=== WORK REQUEST ===
From the line with "Indicate the octagonal" through the line with "Indicate the person", inclusive, return each line of the data below exactly and leave the rest out.

=== EXCERPTED RECORDS ===
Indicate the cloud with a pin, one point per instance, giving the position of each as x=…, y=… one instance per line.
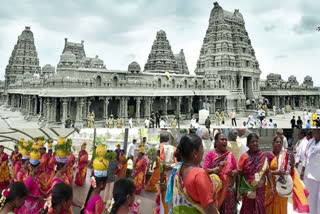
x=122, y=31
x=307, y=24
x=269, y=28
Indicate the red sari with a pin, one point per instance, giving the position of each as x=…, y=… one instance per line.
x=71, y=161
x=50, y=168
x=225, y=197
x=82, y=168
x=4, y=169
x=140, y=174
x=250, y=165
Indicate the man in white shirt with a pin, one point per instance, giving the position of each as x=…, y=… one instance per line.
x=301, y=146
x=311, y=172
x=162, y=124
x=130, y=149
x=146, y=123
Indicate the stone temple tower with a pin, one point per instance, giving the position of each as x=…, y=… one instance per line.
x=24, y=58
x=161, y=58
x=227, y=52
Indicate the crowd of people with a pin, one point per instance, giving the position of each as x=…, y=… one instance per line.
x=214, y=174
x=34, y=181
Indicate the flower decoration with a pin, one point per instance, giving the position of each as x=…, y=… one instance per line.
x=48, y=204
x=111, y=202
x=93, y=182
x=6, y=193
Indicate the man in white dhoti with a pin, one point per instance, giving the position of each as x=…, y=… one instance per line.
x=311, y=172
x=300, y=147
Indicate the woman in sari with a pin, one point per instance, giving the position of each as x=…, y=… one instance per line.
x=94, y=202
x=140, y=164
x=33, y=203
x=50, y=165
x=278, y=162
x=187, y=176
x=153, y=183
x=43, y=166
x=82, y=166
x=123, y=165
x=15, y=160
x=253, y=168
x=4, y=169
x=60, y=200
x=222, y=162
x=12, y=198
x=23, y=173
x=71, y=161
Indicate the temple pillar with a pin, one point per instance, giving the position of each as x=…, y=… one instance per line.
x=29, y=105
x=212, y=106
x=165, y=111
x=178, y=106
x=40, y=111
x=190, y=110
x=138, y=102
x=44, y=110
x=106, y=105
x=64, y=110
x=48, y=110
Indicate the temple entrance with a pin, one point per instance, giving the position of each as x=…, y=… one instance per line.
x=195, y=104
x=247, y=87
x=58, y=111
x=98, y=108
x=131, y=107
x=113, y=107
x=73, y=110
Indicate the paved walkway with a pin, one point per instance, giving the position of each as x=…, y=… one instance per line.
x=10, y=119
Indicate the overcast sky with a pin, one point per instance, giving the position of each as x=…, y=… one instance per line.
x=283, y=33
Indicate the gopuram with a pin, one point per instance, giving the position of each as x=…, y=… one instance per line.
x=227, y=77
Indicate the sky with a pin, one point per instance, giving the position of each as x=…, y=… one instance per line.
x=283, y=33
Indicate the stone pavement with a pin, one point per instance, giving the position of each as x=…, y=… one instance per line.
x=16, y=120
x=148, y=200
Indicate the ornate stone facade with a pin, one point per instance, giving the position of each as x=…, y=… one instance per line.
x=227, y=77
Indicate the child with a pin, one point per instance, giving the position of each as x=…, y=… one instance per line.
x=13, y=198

---

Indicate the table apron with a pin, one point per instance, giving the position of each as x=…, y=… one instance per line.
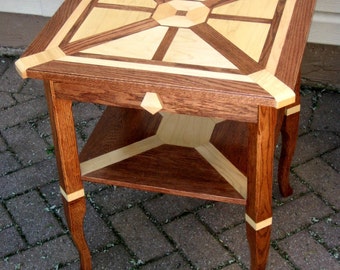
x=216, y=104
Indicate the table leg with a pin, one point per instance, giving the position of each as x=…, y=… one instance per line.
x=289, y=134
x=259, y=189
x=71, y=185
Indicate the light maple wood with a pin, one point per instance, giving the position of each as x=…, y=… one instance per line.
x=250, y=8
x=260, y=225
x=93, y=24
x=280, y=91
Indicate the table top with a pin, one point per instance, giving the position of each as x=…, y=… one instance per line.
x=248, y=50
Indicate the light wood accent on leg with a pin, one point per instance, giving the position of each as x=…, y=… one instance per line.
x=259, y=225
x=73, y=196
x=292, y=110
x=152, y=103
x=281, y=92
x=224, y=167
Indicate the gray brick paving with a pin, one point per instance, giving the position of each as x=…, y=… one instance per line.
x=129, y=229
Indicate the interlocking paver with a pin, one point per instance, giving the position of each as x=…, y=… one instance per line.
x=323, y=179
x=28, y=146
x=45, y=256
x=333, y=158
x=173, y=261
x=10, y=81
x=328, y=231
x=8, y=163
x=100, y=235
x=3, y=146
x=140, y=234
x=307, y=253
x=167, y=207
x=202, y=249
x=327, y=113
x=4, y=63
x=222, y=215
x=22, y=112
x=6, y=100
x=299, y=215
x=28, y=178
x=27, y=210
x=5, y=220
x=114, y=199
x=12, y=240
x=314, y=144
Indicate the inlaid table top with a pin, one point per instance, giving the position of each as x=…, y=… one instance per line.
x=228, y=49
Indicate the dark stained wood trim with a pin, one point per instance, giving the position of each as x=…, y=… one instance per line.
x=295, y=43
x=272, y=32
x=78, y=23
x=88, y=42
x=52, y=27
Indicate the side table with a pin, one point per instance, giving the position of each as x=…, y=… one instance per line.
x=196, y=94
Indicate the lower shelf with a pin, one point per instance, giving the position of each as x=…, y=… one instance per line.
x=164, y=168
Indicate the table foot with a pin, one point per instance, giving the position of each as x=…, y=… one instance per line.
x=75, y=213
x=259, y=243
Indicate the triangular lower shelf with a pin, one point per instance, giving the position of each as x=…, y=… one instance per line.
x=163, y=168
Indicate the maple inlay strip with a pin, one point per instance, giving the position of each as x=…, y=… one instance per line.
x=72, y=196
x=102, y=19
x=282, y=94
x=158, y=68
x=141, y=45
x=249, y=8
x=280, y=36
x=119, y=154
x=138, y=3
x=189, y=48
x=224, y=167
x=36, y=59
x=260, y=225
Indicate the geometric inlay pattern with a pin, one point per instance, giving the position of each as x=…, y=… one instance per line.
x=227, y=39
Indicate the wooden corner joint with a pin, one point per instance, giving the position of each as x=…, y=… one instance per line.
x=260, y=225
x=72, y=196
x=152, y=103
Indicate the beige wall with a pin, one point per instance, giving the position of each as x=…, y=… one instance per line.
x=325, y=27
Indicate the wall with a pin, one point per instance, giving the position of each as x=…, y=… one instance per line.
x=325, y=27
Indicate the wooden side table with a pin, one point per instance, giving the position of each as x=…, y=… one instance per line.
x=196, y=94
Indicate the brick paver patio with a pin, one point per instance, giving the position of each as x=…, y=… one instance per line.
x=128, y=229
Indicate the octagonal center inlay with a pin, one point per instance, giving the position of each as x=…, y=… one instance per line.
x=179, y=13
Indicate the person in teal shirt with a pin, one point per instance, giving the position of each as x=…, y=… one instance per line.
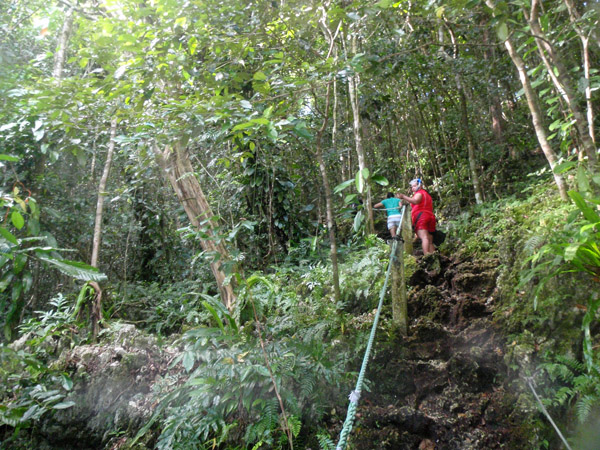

==

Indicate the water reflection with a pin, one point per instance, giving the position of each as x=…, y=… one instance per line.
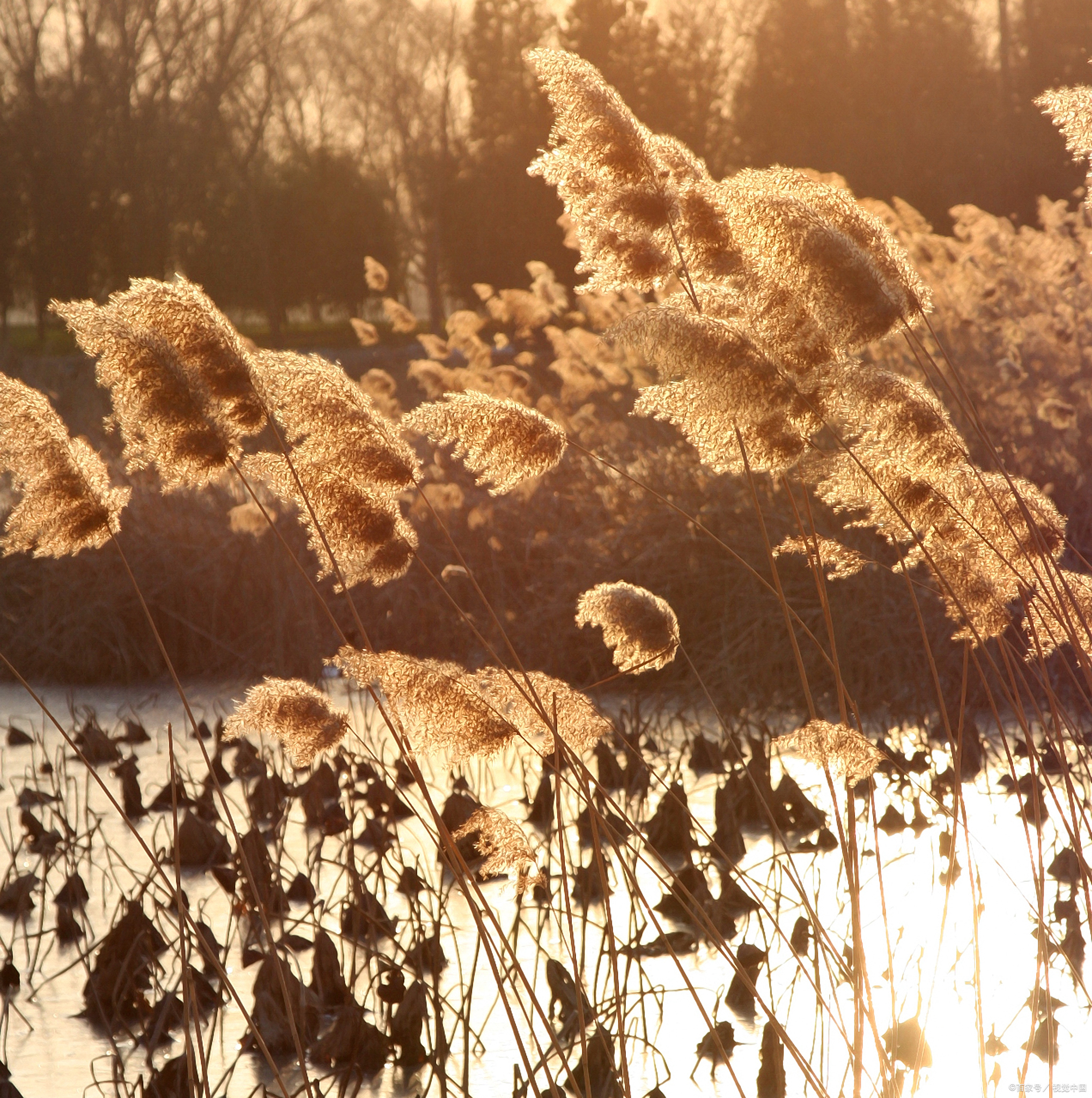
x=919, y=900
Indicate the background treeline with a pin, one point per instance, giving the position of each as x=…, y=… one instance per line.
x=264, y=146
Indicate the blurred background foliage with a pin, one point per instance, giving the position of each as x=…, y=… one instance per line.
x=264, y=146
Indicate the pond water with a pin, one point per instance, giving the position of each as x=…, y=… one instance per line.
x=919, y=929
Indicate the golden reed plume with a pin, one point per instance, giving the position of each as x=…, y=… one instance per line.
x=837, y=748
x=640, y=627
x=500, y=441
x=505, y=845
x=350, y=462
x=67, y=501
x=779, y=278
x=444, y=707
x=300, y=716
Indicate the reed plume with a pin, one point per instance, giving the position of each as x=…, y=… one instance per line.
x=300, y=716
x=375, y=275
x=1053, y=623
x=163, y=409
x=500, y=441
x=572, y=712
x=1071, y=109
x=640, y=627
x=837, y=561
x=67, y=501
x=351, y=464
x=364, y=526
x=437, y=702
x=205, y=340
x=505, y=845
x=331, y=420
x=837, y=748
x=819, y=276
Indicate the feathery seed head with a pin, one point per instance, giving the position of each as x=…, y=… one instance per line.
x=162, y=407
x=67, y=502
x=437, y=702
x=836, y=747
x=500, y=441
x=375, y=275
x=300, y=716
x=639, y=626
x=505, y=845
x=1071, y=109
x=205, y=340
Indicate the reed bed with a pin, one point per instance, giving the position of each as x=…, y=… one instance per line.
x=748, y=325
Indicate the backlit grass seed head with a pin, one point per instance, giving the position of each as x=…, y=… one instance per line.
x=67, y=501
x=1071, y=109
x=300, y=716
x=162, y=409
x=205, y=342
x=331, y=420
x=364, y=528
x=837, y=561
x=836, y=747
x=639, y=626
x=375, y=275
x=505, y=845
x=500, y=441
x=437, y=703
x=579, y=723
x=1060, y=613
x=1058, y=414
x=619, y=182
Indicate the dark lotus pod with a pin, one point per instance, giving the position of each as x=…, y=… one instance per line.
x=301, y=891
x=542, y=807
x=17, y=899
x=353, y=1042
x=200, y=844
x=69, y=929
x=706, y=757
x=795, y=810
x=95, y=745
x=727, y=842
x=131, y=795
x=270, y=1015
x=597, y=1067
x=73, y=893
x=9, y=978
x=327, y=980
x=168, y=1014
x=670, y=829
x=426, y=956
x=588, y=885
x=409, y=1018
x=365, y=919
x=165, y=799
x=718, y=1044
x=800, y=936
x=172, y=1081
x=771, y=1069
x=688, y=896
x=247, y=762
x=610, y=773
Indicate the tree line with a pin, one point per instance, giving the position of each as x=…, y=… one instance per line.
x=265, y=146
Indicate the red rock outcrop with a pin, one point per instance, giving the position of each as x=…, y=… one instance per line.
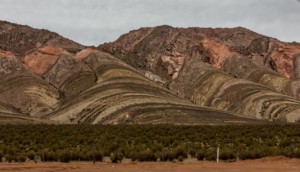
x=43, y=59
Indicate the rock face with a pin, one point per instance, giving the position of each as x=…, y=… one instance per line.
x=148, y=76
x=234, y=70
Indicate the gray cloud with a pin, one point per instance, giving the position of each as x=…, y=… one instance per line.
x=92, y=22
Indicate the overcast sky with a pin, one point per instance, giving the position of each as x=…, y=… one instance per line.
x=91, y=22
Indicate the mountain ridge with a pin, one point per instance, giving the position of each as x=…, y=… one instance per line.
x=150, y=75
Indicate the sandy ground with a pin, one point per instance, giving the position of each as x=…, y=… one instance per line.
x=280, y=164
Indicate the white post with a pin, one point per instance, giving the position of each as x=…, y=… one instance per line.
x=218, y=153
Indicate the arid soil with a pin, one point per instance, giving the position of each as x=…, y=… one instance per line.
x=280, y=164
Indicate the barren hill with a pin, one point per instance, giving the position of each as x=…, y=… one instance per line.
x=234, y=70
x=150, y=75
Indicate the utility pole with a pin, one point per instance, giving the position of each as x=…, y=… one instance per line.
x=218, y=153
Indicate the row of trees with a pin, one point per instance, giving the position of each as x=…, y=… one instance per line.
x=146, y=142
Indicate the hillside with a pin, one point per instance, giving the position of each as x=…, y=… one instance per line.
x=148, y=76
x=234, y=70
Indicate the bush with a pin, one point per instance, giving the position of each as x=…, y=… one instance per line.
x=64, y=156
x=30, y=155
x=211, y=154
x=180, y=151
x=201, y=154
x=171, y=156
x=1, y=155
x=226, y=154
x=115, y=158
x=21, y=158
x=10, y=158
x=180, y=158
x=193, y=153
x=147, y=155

=== EXERCISE RESPONSE ===
Indicate the octagonal center inlay with a pin, one point per instance, giving the position of each as x=…, y=… one instance per line.
x=179, y=13
Indicate the person in teal shirt with a pin, one point per instance, giving the position of each as x=…, y=… one instance per line.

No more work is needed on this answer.